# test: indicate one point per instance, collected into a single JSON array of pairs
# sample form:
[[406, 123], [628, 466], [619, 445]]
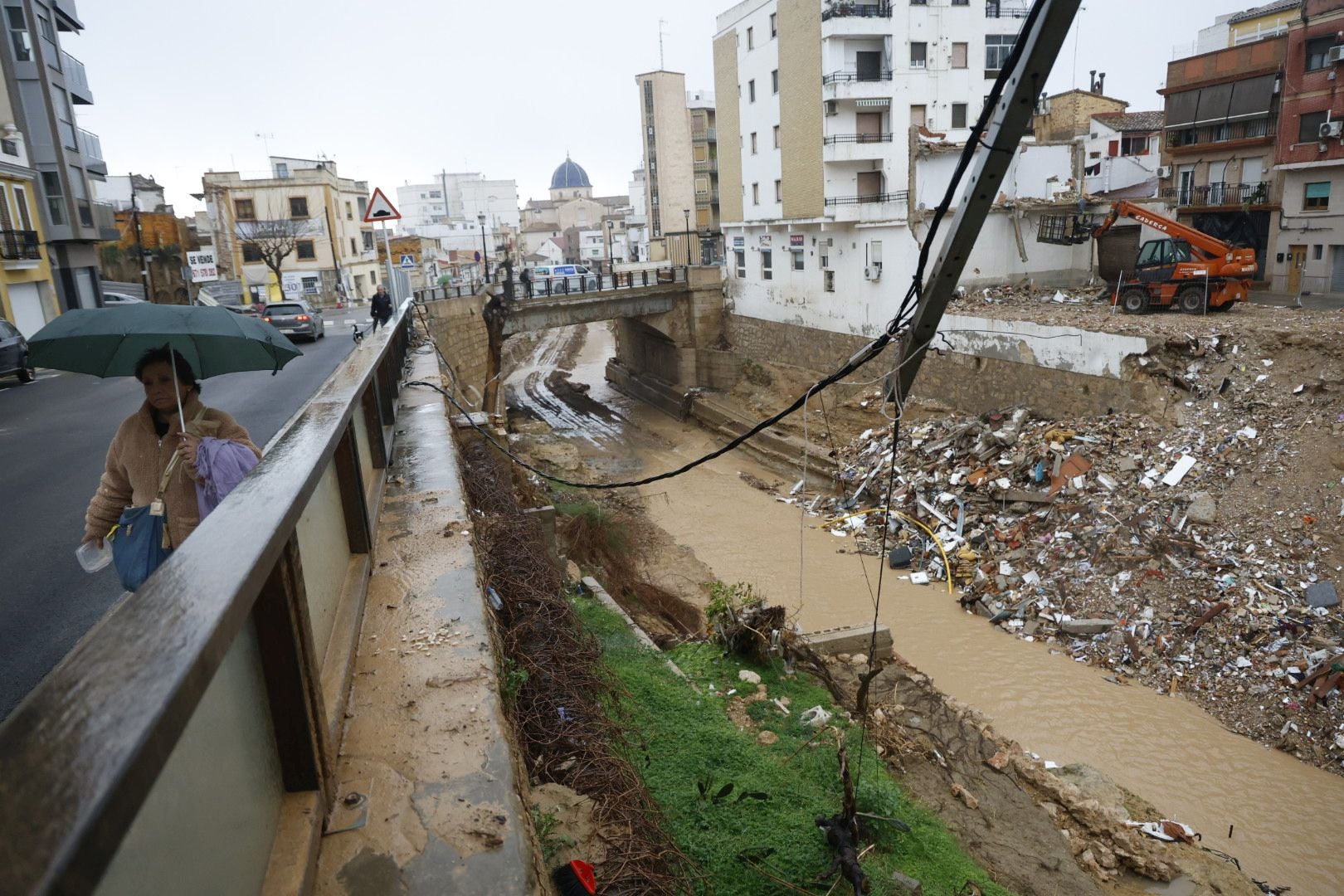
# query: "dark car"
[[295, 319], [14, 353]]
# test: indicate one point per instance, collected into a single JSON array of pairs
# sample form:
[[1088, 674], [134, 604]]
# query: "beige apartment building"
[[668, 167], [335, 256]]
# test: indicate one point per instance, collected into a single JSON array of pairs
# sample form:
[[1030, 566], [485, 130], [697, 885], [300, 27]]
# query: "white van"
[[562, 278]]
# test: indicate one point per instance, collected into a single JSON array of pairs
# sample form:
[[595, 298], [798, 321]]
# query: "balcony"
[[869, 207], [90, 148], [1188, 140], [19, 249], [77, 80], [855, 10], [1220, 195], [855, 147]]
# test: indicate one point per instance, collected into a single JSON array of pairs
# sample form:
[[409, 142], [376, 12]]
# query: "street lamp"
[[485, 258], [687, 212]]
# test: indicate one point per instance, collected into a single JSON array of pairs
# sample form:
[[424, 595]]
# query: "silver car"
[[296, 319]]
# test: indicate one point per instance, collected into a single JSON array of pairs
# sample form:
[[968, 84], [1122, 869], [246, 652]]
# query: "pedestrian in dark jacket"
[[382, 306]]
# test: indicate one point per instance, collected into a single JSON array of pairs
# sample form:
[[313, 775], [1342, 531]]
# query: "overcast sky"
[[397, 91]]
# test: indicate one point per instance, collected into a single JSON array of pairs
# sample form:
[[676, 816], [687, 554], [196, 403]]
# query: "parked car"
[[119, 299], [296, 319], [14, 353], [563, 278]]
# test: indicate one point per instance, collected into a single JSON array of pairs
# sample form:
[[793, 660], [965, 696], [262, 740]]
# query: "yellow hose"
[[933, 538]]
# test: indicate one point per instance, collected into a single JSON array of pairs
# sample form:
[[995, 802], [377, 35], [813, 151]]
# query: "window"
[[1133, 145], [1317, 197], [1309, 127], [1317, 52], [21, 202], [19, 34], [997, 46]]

...

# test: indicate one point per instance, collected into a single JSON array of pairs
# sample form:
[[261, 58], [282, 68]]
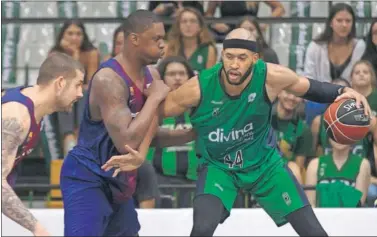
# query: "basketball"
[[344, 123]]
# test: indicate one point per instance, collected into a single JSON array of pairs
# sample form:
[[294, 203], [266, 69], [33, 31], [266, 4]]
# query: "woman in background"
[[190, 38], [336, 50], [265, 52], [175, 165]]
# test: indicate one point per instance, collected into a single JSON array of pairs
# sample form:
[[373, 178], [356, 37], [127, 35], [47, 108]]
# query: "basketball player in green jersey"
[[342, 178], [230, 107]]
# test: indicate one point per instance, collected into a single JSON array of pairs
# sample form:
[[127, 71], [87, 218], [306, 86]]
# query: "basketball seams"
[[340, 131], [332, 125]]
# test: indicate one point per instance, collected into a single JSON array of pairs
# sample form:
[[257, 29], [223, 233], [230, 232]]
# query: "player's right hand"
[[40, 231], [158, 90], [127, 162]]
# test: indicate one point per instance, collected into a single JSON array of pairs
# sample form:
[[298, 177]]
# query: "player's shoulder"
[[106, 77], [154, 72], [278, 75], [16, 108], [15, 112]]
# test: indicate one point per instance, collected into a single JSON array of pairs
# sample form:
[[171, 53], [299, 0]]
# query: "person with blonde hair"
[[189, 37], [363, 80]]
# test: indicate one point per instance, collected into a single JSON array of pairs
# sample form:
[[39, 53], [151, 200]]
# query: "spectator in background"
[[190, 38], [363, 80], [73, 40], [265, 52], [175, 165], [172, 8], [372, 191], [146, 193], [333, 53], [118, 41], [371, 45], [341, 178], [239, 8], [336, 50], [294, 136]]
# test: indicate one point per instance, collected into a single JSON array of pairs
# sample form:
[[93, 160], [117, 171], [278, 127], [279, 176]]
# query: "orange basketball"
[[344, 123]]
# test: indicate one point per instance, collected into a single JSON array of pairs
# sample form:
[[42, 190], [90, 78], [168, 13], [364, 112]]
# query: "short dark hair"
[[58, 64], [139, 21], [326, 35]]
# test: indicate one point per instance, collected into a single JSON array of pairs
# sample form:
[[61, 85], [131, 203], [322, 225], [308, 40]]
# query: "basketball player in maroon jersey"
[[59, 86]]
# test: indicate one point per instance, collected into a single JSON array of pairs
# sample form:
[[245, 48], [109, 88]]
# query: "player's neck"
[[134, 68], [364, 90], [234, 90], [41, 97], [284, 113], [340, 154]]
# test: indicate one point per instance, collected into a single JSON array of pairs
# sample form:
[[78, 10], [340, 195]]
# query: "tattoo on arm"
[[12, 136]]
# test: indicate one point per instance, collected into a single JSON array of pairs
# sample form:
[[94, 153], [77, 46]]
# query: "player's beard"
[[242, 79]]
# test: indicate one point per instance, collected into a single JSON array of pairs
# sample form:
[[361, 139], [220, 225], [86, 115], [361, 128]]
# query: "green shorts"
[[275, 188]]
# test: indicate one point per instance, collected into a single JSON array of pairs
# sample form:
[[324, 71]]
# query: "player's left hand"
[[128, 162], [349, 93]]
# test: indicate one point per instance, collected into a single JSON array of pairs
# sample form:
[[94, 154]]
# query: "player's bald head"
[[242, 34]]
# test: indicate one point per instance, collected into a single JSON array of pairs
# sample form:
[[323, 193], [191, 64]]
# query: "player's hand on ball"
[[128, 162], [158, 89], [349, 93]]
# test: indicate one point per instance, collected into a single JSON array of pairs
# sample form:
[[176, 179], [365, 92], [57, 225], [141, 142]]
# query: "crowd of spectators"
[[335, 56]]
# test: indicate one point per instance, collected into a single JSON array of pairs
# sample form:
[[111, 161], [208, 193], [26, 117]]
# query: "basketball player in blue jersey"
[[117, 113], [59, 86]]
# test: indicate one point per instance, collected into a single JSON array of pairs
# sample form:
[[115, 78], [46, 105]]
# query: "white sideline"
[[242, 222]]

_Set problem_
Find every line in the data above that contains the word "background", and copy each of those lines in full.

_Exercise output_
# query: "woman in background"
# query: "spectator in background"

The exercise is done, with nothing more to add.